» **Aim**
Report how many lines of the items below contain the string "railing". Give only the number.

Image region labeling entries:
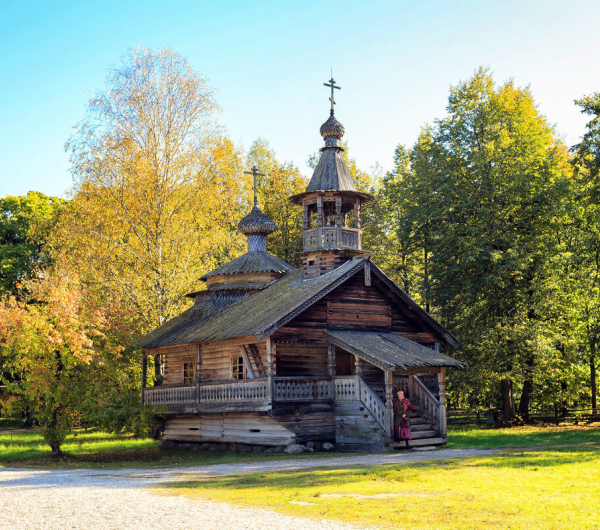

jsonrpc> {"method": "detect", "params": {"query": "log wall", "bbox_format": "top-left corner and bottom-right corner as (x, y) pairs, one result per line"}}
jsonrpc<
(275, 344), (329, 377)
(272, 402), (335, 443)
(163, 413), (294, 446)
(161, 345), (196, 385)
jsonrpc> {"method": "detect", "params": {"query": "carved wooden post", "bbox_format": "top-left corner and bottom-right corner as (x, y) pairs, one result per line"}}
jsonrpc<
(335, 197), (344, 248)
(364, 259), (371, 287)
(142, 351), (148, 405)
(302, 203), (310, 230)
(327, 343), (335, 379)
(384, 370), (394, 440)
(196, 344), (202, 406)
(327, 342), (336, 399)
(438, 368), (447, 436)
(354, 197), (362, 250)
(354, 355), (362, 401)
(317, 195), (323, 248)
(265, 337), (275, 401)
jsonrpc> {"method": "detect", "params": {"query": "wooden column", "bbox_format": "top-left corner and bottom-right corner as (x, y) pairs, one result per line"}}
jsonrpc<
(195, 344), (202, 405)
(335, 197), (344, 248)
(354, 355), (362, 401)
(265, 337), (275, 401)
(354, 197), (362, 250)
(240, 346), (256, 379)
(317, 195), (323, 248)
(327, 343), (335, 379)
(142, 352), (148, 405)
(438, 368), (447, 436)
(383, 370), (394, 441)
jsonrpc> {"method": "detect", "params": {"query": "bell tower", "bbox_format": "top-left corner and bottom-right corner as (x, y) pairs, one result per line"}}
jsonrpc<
(289, 76), (374, 278)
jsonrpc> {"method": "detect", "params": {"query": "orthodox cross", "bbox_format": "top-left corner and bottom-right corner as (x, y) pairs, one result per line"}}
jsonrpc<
(323, 73), (342, 114)
(244, 166), (265, 206)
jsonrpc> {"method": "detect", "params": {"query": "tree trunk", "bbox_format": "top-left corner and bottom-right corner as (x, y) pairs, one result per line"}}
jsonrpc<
(23, 409), (36, 429)
(590, 343), (598, 414)
(500, 379), (515, 426)
(519, 379), (533, 420)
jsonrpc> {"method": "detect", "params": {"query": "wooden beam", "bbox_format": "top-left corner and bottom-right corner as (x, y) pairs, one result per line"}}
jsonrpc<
(265, 337), (275, 401)
(327, 342), (335, 379)
(438, 368), (446, 436)
(383, 370), (394, 441)
(195, 344), (202, 405)
(240, 346), (256, 379)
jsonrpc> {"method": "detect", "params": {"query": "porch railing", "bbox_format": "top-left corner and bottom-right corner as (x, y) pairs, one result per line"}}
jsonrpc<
(335, 375), (357, 401)
(143, 386), (196, 405)
(409, 375), (445, 433)
(200, 378), (269, 403)
(273, 377), (333, 401)
(304, 226), (360, 250)
(359, 377), (386, 429)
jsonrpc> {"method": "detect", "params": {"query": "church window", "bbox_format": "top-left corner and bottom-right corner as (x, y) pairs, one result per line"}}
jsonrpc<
(181, 361), (194, 385)
(231, 357), (246, 381)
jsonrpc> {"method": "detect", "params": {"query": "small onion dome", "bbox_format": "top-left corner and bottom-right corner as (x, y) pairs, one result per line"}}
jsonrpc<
(238, 204), (277, 236)
(321, 112), (344, 147)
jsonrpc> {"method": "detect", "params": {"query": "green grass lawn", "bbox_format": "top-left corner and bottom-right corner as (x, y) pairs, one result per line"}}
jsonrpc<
(0, 418), (600, 469)
(447, 424), (600, 449)
(163, 445), (600, 530)
(0, 430), (342, 469)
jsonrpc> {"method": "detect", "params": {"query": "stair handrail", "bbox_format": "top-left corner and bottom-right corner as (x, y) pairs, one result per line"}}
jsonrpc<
(410, 375), (442, 432)
(358, 376), (386, 430)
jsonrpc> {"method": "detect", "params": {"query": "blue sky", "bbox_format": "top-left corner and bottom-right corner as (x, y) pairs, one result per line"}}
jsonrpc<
(0, 0), (600, 196)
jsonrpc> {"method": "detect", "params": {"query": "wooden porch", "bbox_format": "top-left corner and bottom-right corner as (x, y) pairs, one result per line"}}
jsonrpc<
(143, 372), (446, 445)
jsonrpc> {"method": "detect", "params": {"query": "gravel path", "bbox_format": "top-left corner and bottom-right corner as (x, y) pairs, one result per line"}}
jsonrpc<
(0, 449), (497, 530)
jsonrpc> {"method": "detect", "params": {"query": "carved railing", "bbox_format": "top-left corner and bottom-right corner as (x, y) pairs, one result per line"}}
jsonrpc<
(335, 376), (357, 401)
(144, 385), (196, 405)
(200, 378), (269, 403)
(416, 373), (440, 401)
(304, 228), (319, 250)
(304, 226), (360, 250)
(409, 375), (443, 432)
(342, 228), (359, 248)
(273, 377), (333, 401)
(359, 377), (386, 429)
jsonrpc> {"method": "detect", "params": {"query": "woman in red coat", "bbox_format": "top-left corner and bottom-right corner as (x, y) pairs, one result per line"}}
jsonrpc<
(394, 390), (412, 449)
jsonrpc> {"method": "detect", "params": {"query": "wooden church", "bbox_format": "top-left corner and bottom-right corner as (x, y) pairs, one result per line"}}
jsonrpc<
(142, 79), (465, 451)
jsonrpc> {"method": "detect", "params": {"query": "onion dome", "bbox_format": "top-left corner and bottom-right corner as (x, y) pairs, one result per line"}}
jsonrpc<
(321, 109), (344, 147)
(238, 204), (277, 236)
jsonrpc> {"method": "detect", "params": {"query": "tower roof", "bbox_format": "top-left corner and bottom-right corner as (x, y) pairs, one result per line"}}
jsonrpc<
(289, 77), (374, 203)
(238, 203), (277, 236)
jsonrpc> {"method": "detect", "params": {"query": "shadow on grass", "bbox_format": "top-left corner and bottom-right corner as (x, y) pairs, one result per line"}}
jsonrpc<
(448, 425), (600, 449)
(162, 446), (600, 495)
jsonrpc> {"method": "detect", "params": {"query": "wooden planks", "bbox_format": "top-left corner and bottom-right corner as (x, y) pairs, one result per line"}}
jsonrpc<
(276, 344), (329, 377)
(163, 413), (294, 446)
(272, 403), (335, 443)
(161, 345), (196, 385)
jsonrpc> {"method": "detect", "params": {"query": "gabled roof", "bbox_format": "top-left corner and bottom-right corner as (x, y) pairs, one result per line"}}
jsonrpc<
(325, 330), (467, 370)
(139, 257), (460, 348)
(200, 250), (294, 280)
(139, 259), (363, 348)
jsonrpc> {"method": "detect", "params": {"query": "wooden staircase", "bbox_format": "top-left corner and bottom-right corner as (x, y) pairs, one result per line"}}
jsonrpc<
(335, 376), (446, 451)
(390, 402), (446, 449)
(335, 401), (388, 452)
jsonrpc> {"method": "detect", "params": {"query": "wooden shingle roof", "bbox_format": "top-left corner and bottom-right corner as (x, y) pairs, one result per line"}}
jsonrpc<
(200, 250), (294, 280)
(139, 257), (460, 348)
(139, 259), (364, 348)
(325, 330), (467, 370)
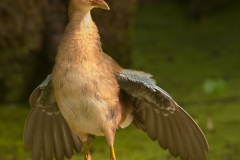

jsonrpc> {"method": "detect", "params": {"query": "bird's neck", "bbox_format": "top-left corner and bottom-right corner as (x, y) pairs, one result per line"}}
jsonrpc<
(56, 3), (102, 62)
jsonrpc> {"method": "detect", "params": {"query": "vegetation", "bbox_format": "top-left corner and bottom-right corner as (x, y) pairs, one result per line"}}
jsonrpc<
(0, 3), (240, 160)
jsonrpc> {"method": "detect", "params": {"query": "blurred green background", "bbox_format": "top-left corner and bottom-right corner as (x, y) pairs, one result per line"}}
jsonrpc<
(0, 0), (240, 160)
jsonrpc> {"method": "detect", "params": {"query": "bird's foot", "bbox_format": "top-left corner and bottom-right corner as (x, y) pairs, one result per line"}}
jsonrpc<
(82, 141), (92, 160)
(110, 146), (116, 160)
(84, 153), (92, 160)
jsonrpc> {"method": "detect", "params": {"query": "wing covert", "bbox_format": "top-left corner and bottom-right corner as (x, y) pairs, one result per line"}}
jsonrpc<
(23, 75), (82, 160)
(116, 70), (208, 160)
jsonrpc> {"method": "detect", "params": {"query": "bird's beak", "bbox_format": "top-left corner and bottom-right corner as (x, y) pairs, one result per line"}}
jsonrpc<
(91, 0), (110, 10)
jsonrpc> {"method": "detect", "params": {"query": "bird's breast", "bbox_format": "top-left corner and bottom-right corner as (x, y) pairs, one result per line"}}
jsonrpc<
(53, 58), (119, 135)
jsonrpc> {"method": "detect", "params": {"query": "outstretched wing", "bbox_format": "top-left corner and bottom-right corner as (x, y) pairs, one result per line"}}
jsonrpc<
(116, 70), (208, 160)
(23, 75), (82, 160)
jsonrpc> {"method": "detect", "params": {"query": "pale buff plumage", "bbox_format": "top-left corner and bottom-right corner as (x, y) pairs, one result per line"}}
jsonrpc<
(24, 0), (208, 160)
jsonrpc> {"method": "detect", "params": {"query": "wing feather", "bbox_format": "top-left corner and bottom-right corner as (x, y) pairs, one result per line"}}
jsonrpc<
(116, 70), (208, 160)
(23, 75), (82, 160)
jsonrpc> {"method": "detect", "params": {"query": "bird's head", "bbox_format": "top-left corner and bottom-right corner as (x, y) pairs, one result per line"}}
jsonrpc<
(71, 0), (110, 10)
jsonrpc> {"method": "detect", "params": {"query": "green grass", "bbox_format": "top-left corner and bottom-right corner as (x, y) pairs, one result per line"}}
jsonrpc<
(0, 103), (240, 160)
(0, 1), (240, 160)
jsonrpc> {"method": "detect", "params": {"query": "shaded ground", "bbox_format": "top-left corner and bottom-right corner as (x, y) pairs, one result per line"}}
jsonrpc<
(0, 1), (240, 160)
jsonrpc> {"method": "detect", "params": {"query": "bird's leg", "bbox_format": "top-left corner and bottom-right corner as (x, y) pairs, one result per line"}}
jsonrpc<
(82, 141), (92, 160)
(105, 129), (116, 160)
(110, 146), (116, 160)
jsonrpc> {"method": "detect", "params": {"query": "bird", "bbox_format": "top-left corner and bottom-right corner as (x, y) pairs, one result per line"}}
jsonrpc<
(23, 0), (209, 160)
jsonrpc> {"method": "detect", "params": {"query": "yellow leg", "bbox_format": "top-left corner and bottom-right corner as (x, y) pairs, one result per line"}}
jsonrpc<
(82, 141), (92, 160)
(110, 146), (116, 160)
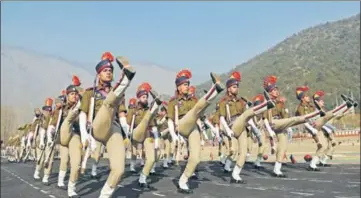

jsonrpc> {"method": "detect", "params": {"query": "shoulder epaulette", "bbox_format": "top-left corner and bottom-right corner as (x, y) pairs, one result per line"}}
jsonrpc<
(85, 87), (94, 91)
(218, 95), (227, 103)
(169, 96), (177, 102)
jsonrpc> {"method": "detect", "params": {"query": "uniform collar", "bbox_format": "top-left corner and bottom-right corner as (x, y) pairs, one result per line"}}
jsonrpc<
(136, 102), (149, 110)
(176, 94), (192, 100)
(226, 94), (239, 101)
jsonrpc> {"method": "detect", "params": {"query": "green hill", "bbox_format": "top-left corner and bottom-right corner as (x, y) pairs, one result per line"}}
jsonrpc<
(197, 14), (360, 112)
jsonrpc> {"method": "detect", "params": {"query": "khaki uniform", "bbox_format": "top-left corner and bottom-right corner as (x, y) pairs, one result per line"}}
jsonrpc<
(80, 86), (126, 189)
(253, 115), (267, 158)
(264, 101), (292, 162)
(127, 102), (158, 177)
(54, 103), (82, 186)
(156, 115), (172, 163)
(219, 95), (247, 166)
(167, 96), (205, 178)
(31, 115), (54, 176)
(296, 102), (327, 161)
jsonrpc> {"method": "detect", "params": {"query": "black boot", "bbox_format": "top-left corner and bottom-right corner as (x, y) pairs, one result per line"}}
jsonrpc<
(341, 94), (354, 108)
(69, 195), (80, 198)
(177, 184), (193, 194)
(272, 172), (287, 178)
(56, 185), (68, 190)
(263, 91), (276, 109)
(230, 177), (247, 184)
(138, 182), (150, 190)
(313, 100), (326, 117)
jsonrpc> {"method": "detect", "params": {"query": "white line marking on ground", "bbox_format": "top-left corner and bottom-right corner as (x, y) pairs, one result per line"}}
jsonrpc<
(152, 192), (165, 197)
(308, 179), (332, 183)
(246, 187), (267, 190)
(347, 182), (360, 184)
(290, 192), (314, 197)
(213, 182), (231, 186)
(1, 167), (55, 198)
(292, 170), (355, 175)
(40, 190), (49, 194)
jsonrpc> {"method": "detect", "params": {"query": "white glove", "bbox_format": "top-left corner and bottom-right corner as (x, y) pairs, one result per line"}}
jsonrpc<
(152, 126), (159, 149)
(88, 135), (97, 152)
(264, 119), (276, 138)
(168, 119), (179, 142)
(79, 111), (89, 148)
(220, 116), (234, 137)
(48, 140), (54, 148)
(178, 135), (186, 144)
(119, 117), (130, 136)
(39, 141), (45, 150)
(21, 136), (26, 148)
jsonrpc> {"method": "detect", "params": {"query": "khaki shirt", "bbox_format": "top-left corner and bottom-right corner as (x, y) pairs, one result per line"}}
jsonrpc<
(49, 103), (80, 134)
(167, 95), (198, 121)
(219, 95), (246, 122)
(80, 86), (127, 122)
(209, 110), (220, 125)
(263, 100), (288, 121)
(127, 102), (155, 128)
(155, 115), (168, 132)
(296, 103), (316, 116)
(30, 115), (43, 132)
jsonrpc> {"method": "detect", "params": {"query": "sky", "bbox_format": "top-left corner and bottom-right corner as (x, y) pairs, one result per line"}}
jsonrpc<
(1, 1), (360, 74)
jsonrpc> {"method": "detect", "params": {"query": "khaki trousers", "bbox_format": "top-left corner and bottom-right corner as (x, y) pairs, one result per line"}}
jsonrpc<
(247, 131), (253, 153)
(90, 140), (103, 163)
(35, 146), (54, 175)
(324, 133), (337, 156)
(93, 91), (125, 188)
(315, 110), (335, 157)
(258, 130), (267, 156)
(271, 116), (306, 162)
(232, 108), (256, 168)
(132, 110), (156, 143)
(142, 137), (160, 176)
(59, 144), (69, 172)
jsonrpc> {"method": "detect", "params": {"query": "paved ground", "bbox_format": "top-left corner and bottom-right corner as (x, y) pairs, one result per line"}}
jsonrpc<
(1, 160), (360, 198)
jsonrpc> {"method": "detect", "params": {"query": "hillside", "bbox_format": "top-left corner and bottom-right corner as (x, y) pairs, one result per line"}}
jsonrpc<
(197, 14), (360, 111)
(1, 46), (190, 138)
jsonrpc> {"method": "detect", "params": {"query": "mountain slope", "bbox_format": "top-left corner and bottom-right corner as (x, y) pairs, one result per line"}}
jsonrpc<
(1, 46), (176, 135)
(197, 14), (360, 111)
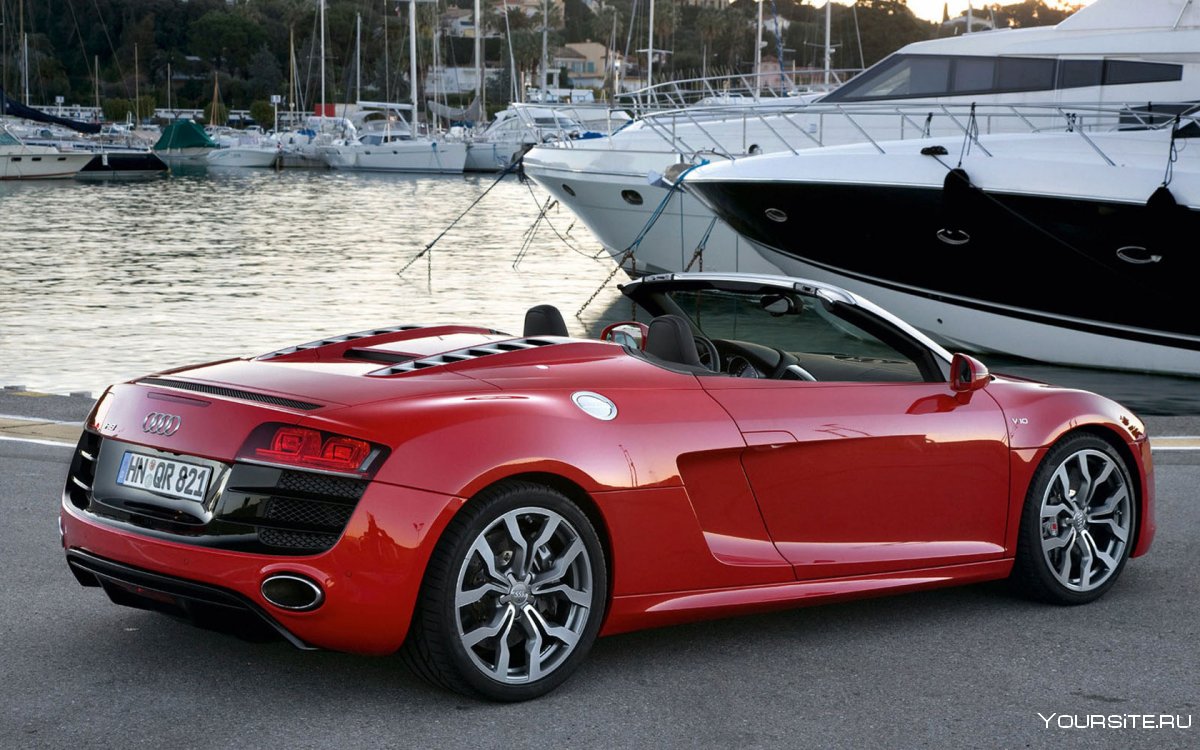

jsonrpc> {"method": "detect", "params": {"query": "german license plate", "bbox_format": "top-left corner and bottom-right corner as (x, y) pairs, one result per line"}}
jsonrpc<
(116, 451), (212, 502)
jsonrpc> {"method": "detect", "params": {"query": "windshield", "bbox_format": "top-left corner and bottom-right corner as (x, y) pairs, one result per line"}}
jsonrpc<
(619, 282), (944, 383)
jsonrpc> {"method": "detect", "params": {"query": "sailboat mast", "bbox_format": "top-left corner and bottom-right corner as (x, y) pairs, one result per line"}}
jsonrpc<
(605, 13), (620, 102)
(826, 0), (833, 89)
(754, 0), (762, 96)
(646, 0), (654, 89)
(475, 0), (487, 112)
(541, 0), (550, 94)
(408, 0), (416, 121)
(0, 0), (8, 94)
(318, 0), (325, 117)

» **Task solution**
2